Terserah

11 years ago

Semua orang atau mungkin hanya hampir semua di antara kita pernah berpikir, mendengar, atau berkata, "Terserah".
Mari saya buatkan contoh untuk Anda. Dari tulisan-tulisan saya sebelumnya, saya belum pernah memperkenalkan diri. Dalam konteks tulisan ini, mari perkenalkan diri saya sebagai seseorang yang sangat suka menonton film. Saya juga suka mengomentari film yang sudah saya tonton. Untuk memperhalus kata memuji, mengeritik, atau mencaci, lebih baik saya pakai kata "mengomentari". Hobi saya menonton dan mengomentari, tidak serta merta membuat saya pintar membuat film, menulis skenario, dan bermain peran. Mungkin Anda mengira saya hanya bisa menonton dan mengeritik. Tentu jawaban yang paling tidak atau belum bisa terbantahkan untuk membela diri adalah,  "Terserah. Itu adalah hak saya dan terserah kepada interpretasi Anda masing - masing mengenai saya"

Mari saya lanjutkan tulisan ini. Saya sebenarnya sudah hampir muak atau mungkin saya terlalu muda untuk bisa paham ketika ada komentar mengenai isi dan makna film yang berkata, "Semua terserah penonton. Masing-masing penonton punya hak untuk menginterpretasi dan semua interpretasi sah. Saya sebagai pembuat film ya... ingin buat film saja. Ide saya "A", tapi jika penonton punya interpretasi lain, itu sah. Saya hanya ingin buat film. Film ini bisa tentang ide A, B, C".

···

Daftar Tugas.
1. Tentukan apakah pernyataan (a), (b), dan (c) sesuai dengan tulisan tentang kata "Terserah". Jawab ya atau tidak untuk masing-masing, lalu kutip kata-kata penentunya dari tulisan itu.
(a) Penulis sudah memperkenalkan diri dalam tulisan-tulisan sebelumnya.
(b) Penulis memilih kata "mengomentari" untuk memperhalus kata memuji, mengeritik, atau mencaci.
(c) Hobi menonton dan mengomentari film membuat penulis pintar menulis skenario.
2. Teruskan tulisan tentang kata "Terserah" mulai dari kalimat terakhirnya.

Data yang Diberikan.
···

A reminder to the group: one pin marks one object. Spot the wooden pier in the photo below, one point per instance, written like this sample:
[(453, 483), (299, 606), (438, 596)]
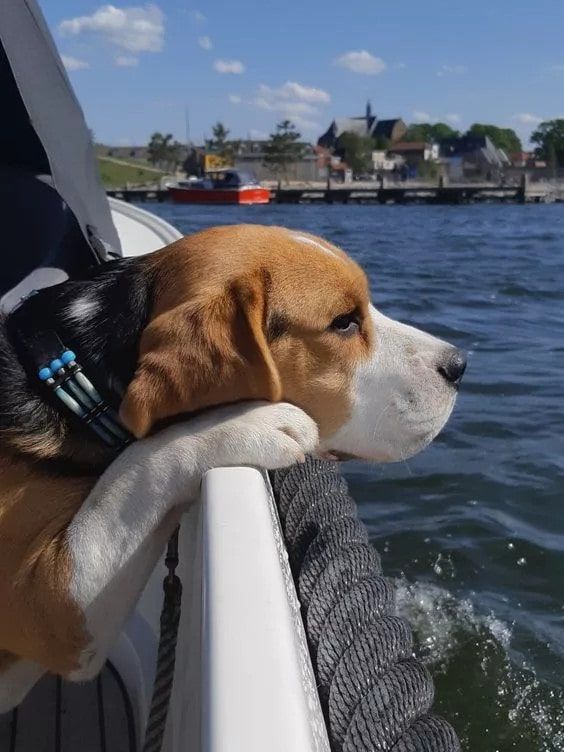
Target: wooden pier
[(376, 194), (401, 195)]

···

Hasil Latihan.
1.
(a) Tidak: "Dari tulisan-tulisan saya sebelumnya, saya belum pernah memperkenalkan diri."
(b) Ya: "Untuk memperhalus kata memuji, mengeritik, atau mencaci, lebih baik saya pakai kata "mengomentari"."
(c) Tidak: "Hobi saya menonton dan mengomentari, tidak serta merta membuat saya pintar membuat film, menulis skenario, dan bermain peran."

2.
Lantas, kesimpulan apa yang bisa ditangkap dari komentar ini? Bagi saya jawabannya, "Semuanya bebas". Lalu, apa salahnya? Satu sisi tidak ada yang salah. Istilah "The Death of The Author" juga pernah muncul dan dipakai hingga sekarang.

Namun, di sisi lain. Hal semacam ini bisa saja menjadi tameng. Si pembuat film bisa jadi tidak paham dengan apa yang dia produksi dan sajikan. Akhirnya? Jawaban pamungkas yang membuat Anda paling tidak sedikit menutupi kebodohan atau ingin membuat Anda terlihat sangat cerdas adalah kata-kata yang dapat disimpulkan sebagai "Terserah" tadi.

Lucu. Bagi saya ini terlihat sangat lucu. Agar Anda terlihat bijak dan cerdas, lakukanlah beberapa langkah berikut:

1. Pilihlah kata-kata sulit sebanyak mungkin. Tidak penting Anda mengetahui artinya atau tidak. Semakin sering Anda membuat kening orang lain berkerut, Anda semakin terlihat cerdas.

2. Jika Anda seniman atau sineas yang terobsesi dengan idealisme atau hal-hal absurd, buatlah sebanyak mungkin kerumitan atau ketidakjelasan dalam karya Anda. Anda sendiri tidak tahu maknanya? Tidak masalah. Yang jelas, semakin sering Anda membuat orang lain bingung dan kening mereka semakin berkerut, Anda berhasil membuat diri Anda merasa sangat cerdas.

3. Ketika muncul pertanyaan yang menyangkut makna film Anda, jawablah dengan kalimat pamungkas, "Tiap interpretasi penonton itu SAH"

Lagi-lagi, lucu rasanya ketika baik dan buruk rasanya makin tak punya ruang karena kata "Terserah" ini. Semakin lama rasanya semakin banyak orang yang terobsesi untuk terlihat pintar, idealis, dan senang membuat orang lain mengerutkan dahi. Tunggu dulu. Saya juga bukan penonton film yang hanya menilai film ini bagus atau jelek. Saya berusaha melihat sesuatu tidak dari sisi hitam dan putih saja.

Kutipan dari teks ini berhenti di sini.